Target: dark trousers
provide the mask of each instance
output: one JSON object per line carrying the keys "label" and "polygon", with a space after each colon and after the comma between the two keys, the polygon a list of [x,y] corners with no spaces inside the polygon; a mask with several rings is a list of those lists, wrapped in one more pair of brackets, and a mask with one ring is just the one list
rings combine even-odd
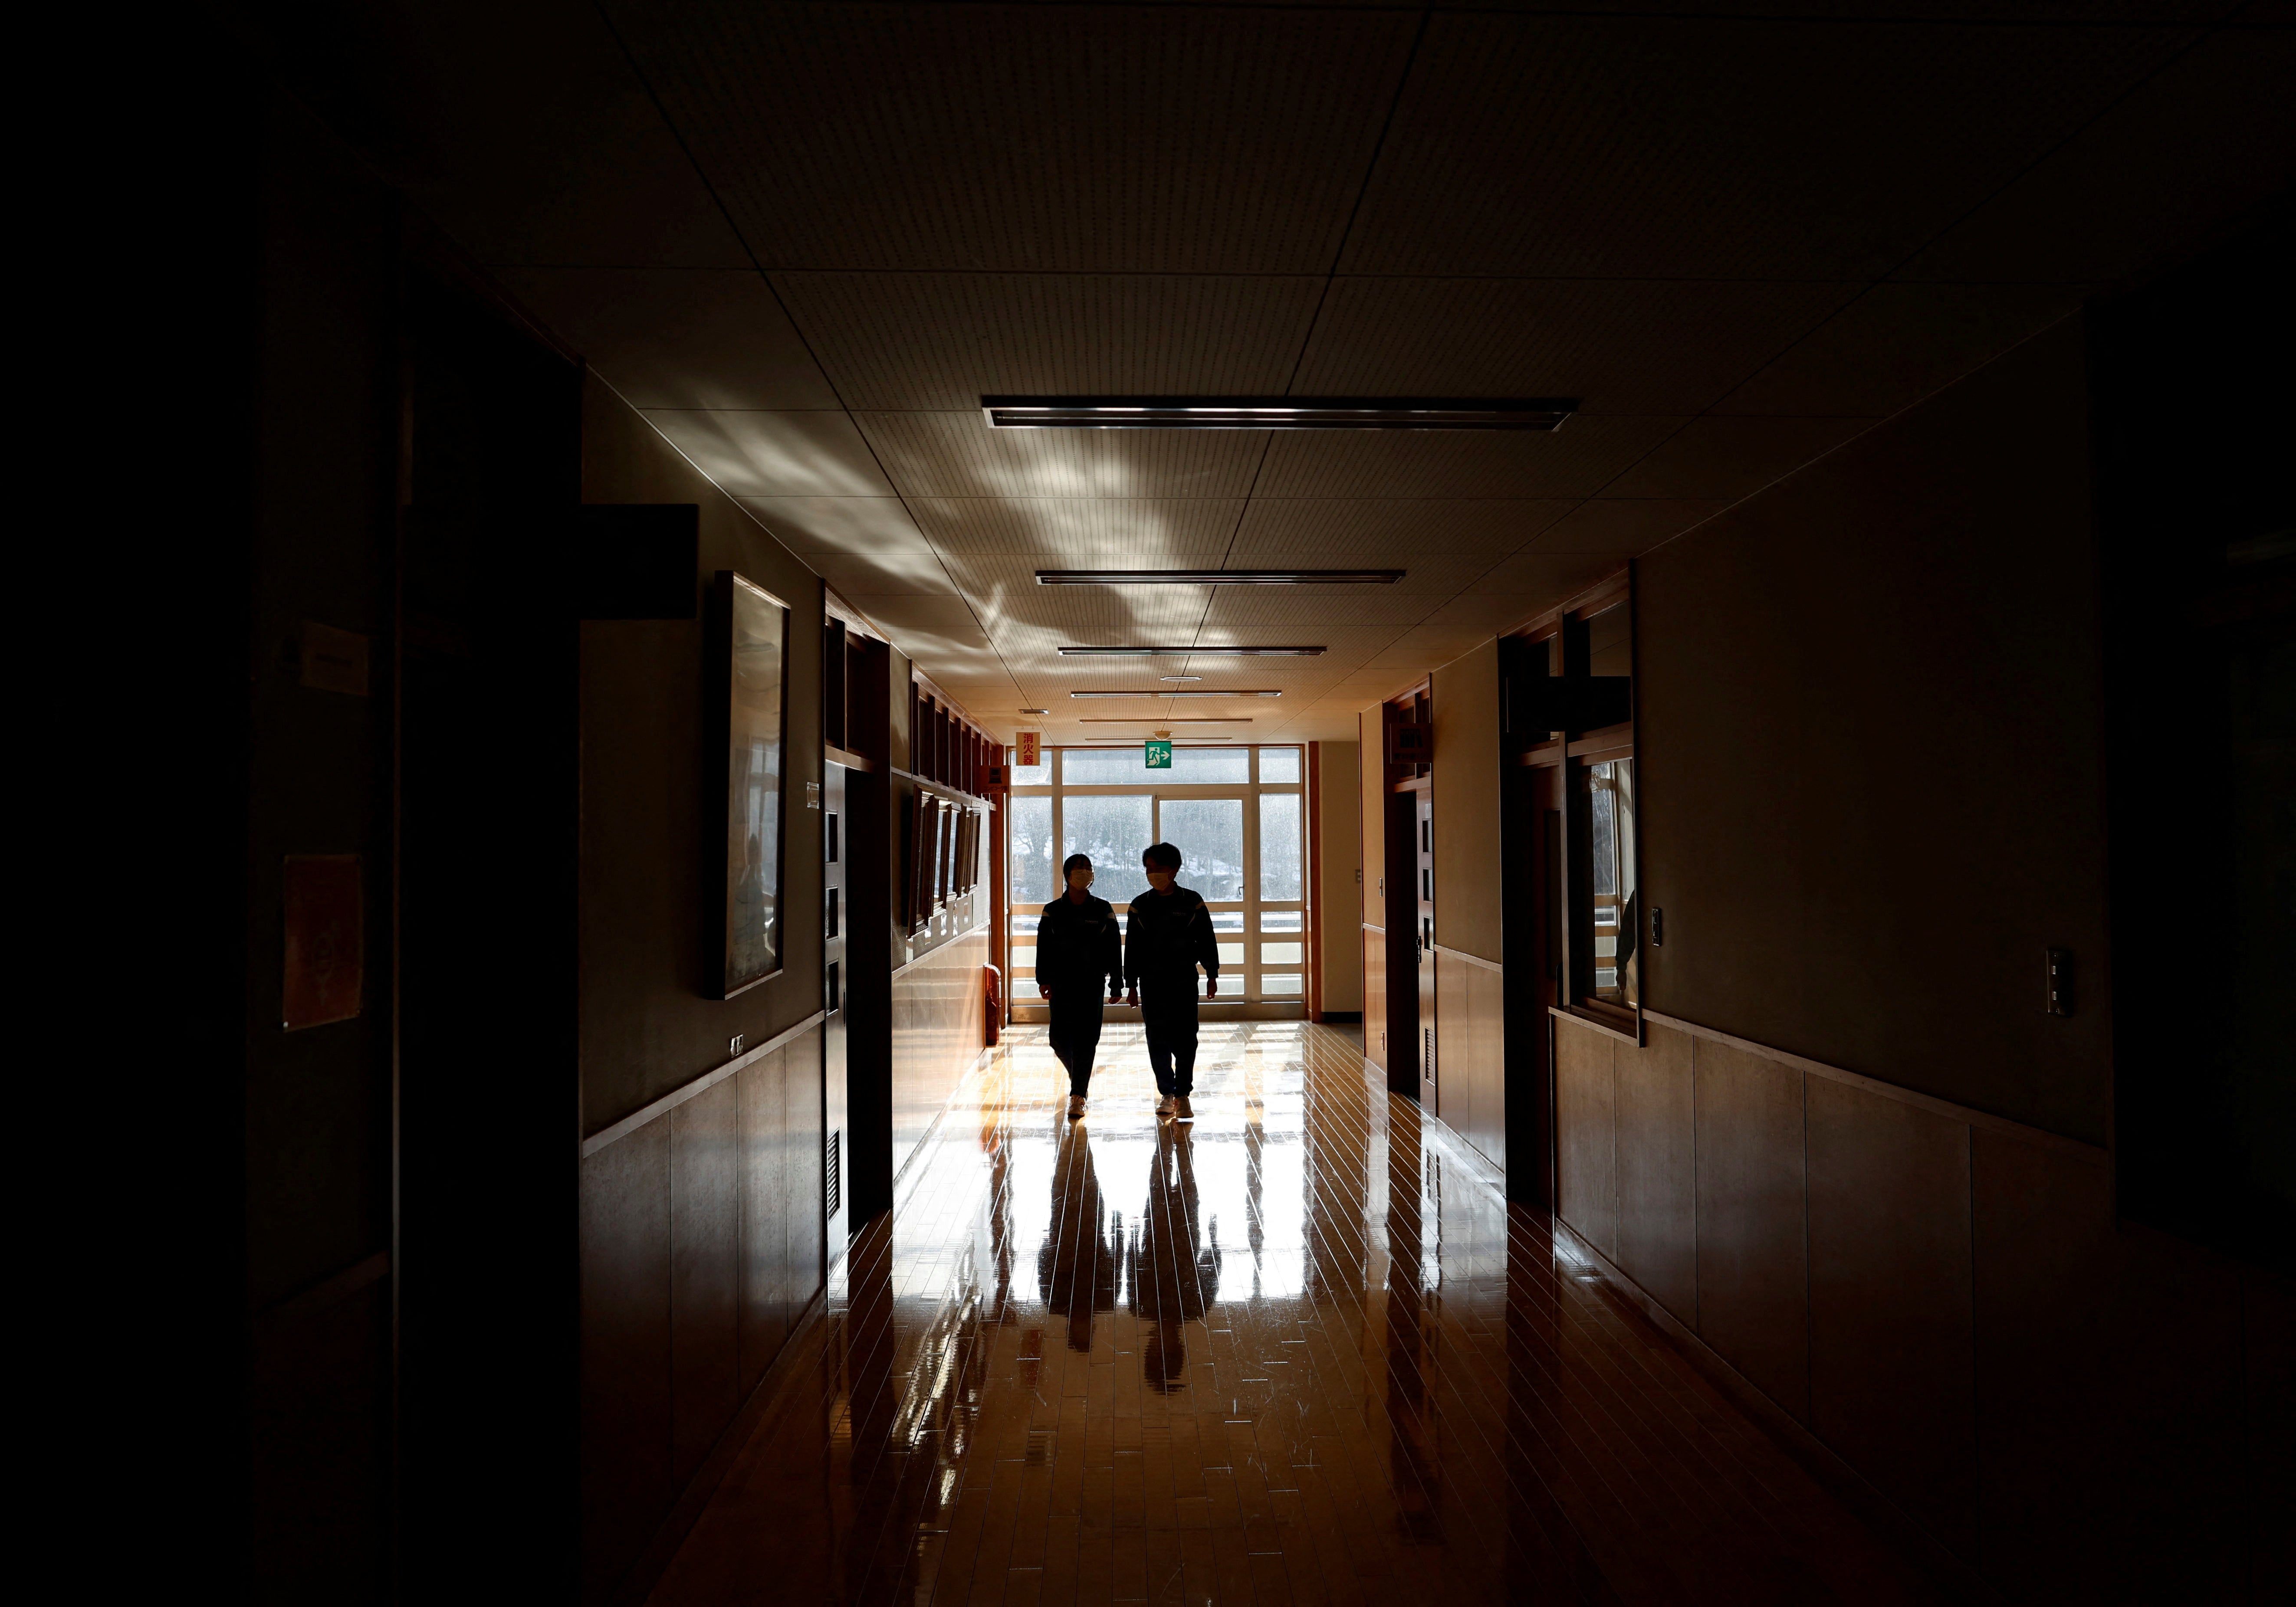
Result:
{"label": "dark trousers", "polygon": [[1148,1029],[1148,1065],[1156,1092],[1185,1099],[1196,1087],[1196,979],[1140,981],[1140,1024]]}
{"label": "dark trousers", "polygon": [[1070,982],[1053,989],[1053,1053],[1069,1070],[1069,1092],[1078,1098],[1092,1084],[1092,1059],[1100,1049],[1100,988]]}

——

*EXERCISE OBJECTIVE:* Please reproduce the data above word for word, skipping all images.

*EXERCISE RESPONSE:*
Target: dark trousers
provide the mask of each instance
output: one JSON object per line carrying the keys "label" and "polygon", with a space after each colon and after the comma between the two keys, the polygon a list of [x,y] corners with no spaces inside the polygon; a mask with several rings is a list of those lists, wrapped in one more pair of brackets, and a mask with one ring is just the one list
rings combine even-odd
Result:
{"label": "dark trousers", "polygon": [[1148,1029],[1148,1065],[1156,1092],[1185,1099],[1196,1087],[1196,979],[1140,981],[1140,1024]]}
{"label": "dark trousers", "polygon": [[1070,982],[1053,989],[1053,1053],[1069,1070],[1069,1092],[1078,1098],[1092,1084],[1092,1059],[1100,1049],[1100,988]]}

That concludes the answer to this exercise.